## [WHAT TO PRODUCE]
Copy the data word for word, keeping every line.

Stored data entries
— START —
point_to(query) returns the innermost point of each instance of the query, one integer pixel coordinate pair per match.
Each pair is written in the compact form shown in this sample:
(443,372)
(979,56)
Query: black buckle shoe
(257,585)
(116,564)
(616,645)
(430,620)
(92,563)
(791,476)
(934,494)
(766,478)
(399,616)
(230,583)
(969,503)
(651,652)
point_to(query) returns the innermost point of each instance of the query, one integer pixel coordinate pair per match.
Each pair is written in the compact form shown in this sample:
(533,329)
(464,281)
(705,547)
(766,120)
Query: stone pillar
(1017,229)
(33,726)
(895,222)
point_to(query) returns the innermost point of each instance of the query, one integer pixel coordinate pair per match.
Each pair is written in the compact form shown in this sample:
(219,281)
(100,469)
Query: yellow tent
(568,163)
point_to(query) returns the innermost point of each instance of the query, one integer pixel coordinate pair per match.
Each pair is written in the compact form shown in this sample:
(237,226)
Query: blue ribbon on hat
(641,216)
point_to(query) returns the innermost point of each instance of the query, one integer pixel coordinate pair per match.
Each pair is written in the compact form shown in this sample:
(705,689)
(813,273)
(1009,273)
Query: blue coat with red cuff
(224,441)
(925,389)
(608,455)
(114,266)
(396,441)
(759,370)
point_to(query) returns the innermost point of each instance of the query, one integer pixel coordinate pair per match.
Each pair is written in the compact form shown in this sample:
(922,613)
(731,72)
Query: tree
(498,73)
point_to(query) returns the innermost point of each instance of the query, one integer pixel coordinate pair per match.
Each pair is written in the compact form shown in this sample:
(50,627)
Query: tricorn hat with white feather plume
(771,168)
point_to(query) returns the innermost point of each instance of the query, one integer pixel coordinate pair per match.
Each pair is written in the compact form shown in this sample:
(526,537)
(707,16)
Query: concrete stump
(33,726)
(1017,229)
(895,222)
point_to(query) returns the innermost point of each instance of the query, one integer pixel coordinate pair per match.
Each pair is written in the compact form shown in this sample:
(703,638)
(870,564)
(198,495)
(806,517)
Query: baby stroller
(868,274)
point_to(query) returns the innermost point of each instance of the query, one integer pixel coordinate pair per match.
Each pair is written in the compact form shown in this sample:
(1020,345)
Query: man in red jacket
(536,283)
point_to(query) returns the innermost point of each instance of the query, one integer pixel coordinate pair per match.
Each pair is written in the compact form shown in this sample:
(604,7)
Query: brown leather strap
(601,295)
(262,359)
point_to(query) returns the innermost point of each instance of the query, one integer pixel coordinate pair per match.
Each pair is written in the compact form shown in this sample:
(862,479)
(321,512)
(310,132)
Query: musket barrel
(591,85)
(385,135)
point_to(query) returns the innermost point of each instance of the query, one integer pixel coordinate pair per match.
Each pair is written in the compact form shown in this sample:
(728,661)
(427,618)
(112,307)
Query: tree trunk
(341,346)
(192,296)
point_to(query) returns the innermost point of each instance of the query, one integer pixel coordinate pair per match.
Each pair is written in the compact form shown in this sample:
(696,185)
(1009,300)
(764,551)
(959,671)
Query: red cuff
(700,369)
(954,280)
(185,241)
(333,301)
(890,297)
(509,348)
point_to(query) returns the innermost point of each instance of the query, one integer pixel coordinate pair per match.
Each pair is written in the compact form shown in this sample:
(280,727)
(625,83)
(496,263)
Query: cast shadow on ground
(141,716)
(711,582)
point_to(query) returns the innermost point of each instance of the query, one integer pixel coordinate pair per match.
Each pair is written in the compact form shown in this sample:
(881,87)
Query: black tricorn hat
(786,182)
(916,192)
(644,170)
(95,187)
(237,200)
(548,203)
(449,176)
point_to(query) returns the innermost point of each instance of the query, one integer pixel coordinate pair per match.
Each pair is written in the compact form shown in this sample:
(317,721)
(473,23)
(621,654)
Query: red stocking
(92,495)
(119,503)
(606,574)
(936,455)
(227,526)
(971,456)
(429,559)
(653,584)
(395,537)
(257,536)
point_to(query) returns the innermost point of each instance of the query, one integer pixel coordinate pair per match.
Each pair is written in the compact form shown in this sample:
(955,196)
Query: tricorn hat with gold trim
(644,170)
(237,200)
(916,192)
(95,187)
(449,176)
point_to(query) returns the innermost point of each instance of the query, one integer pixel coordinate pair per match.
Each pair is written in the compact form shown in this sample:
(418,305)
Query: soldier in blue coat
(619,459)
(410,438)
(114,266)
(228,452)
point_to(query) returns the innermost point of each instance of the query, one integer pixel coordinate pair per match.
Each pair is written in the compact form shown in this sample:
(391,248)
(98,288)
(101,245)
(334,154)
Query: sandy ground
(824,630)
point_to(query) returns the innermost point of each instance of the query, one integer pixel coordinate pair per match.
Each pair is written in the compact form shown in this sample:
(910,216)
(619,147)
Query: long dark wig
— END —
## [EXERCISE OUTPUT]
point_to(query) returns the innermost point of each instance of the query, one integer pixel coordinate pair per match.
Each pair is written in the compact form shown in this sample:
(443,372)
(979,56)
Query: black buckle shoe
(257,585)
(116,564)
(616,645)
(430,620)
(92,563)
(791,476)
(934,494)
(766,478)
(399,616)
(230,583)
(969,503)
(651,652)
point_to(query) returns the innermost point of each instance of the query, one integer pixel coordinate pair per match.
Each pair is written in the compact form shown in this sample:
(533,329)
(464,281)
(705,547)
(766,120)
Query: stone pillar
(1017,229)
(33,726)
(895,222)
point_to(query) returns the innermost point of each instance of the query, one integer pixel coordinate pair per match.
Each pair is written in the compact form shown in this sample:
(219,281)
(100,469)
Query: yellow tent
(568,163)
point_to(query) returns the innermost point of each instance of the query, one integer pixel coordinate pair per match.
Each pair is written in the compact form shown in this sample:
(237,226)
Query: blue ribbon on hat
(641,216)
point_to(query) returns the innermost point of each instance of the query, one integer pixel coordinate pair per match.
Each pair is written in the compact form shown in this sample:
(705,689)
(813,273)
(1009,273)
Query: blue coat with red cuff
(224,441)
(925,389)
(608,455)
(114,266)
(396,441)
(759,370)
point_to(query) returns the innermost point of each instance of the query, one integer pixel coordinate pair per match.
Each pair is written in the compact form shown in this sample:
(922,613)
(731,72)
Query: tree
(498,73)
point_to(query) returns the innermost point of each instance of the query, one integer pixel coordinate pair per match.
Each pair is written in the compact form shown in this sample:
(50,627)
Query: tricorn hat with white feather plume
(771,168)
point_to(query) returns the innermost point of each instance of the query, one integer pixel coordinate pair per match.
Each pair is written in the compact form shown in this sample:
(526,537)
(707,16)
Query: concrete stump
(33,726)
(1017,229)
(895,222)
point_to(query) returns the innermost point of each instance of the query, one integer pixel coordinate pair per match.
Each pair is written in the compact form shown in this sample:
(703,638)
(870,564)
(198,495)
(806,517)
Query: baby stroller
(868,274)
point_to(query) returns the innermost point of each instance of the query, one integer pixel coordinate pair per match.
Each pair is written in the compact form shown in this sample:
(1020,345)
Query: man in red jacket
(536,283)
point_to(query) returns the innermost point of each instance of the query, one integer pixel coordinate pair per match.
Each pair is written in the compact form shown in this sample:
(604,7)
Query: brown leather strap
(601,295)
(262,359)
point_to(query) returns the innermost point of each instance of the query, one integer pixel coordinate pair per match.
Each pair is written in the compact form shown in this sample:
(862,479)
(321,512)
(310,132)
Query: musket barrel
(591,85)
(385,135)
point_to(query) returns the innermost point of each instance of the query, one integer pixel coordinate pair per match.
Each pair is written in the compact form shown in this sample:
(728,661)
(427,618)
(112,307)
Query: tree trunk
(341,346)
(192,296)
point_to(query) returns the innermost point of each instance of the query, one integer pixel coordinate pair per match.
Each pair is written in the compact form shown in this sample:
(696,185)
(1009,300)
(764,551)
(959,671)
Query: red cuff
(700,369)
(954,280)
(185,241)
(333,301)
(890,297)
(509,348)
point_to(query) returns the innermost point of each instance of the query, one integer pixel coordinate pair per match.
Each pair is written in the compact form shown in this sample:
(280,727)
(625,83)
(496,263)
Query: cast shadow on ground
(141,716)
(711,582)
point_to(query) returns the innermost point of each instance of the query, one integer pixel coordinate pair per match.
Each pair is written in the compact form shown in this sample:
(881,87)
Query: black tricorn hat
(786,182)
(916,192)
(644,170)
(95,187)
(237,200)
(548,203)
(449,176)
point_to(query) returns the innermost point of each instance of the query, one integer pixel coordinate pair per match.
Each pair is written in the compact form shown in this sample:
(317,721)
(473,23)
(621,654)
Query: red stocking
(92,495)
(119,503)
(606,574)
(936,455)
(227,526)
(971,456)
(429,559)
(653,584)
(395,537)
(257,536)
point_to(query) returns the innermost point of each instance of the query, one integer pixel coordinate pair per match.
Each pair is written in the compact form shown in this sample:
(955,196)
Query: tricorn hat with gold trim
(644,170)
(237,200)
(916,192)
(95,187)
(449,176)
point_to(query) returns the innermost point of each instance of the query, one integer pixel coordinate pair per match.
Each pair is written in the compact form shown in this sample:
(418,305)
Query: soldier in blue coat
(619,459)
(410,438)
(114,266)
(228,452)
point_to(query) returns the innermost point of each instance of the query, one integer pixel coordinate pair per match.
Each pair is written in the compact form shown in this sample:
(391,248)
(98,288)
(101,245)
(334,154)
Query: sandy ground
(824,630)
point_to(query) returns the innermost point of each instance of the query, one integer pixel coordinate pair per match.
Each pair is written in the compact form shown in this sample:
(910,216)
(619,147)
Query: long dark wig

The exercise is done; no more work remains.